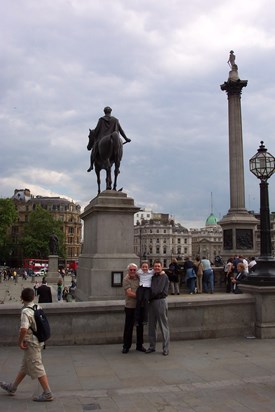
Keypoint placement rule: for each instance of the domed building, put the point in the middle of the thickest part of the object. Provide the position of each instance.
(158, 236)
(207, 241)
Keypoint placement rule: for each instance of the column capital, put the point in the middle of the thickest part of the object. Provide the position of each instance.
(233, 87)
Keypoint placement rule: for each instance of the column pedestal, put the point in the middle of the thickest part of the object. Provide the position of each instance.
(108, 246)
(53, 274)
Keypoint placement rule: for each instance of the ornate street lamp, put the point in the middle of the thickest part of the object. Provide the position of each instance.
(262, 165)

--- Goal of the exercise ---
Copy the listing exactly. Any image in it stays out of the copy.

--- Result of the exercise ---
Keypoint placement rule: for each instance of the domed building, put the point in the middle of the thickest part of the object. Provide the position of each instance.
(158, 236)
(207, 241)
Keypoint placement rule: for each instance of the column capital, put the point in the middle of the thickest part of the object. Provide the position of each instance.
(233, 87)
Keypoint placement rule: for each instance of the column pedestal, put the point in the middle of the thickest part of the object. Provide the position of each instance.
(108, 246)
(53, 274)
Keypoint placement rule: for each instance of the ornate street lamp, put the point in the middle of the thickest part of the object. Provide the position of each instance.
(262, 165)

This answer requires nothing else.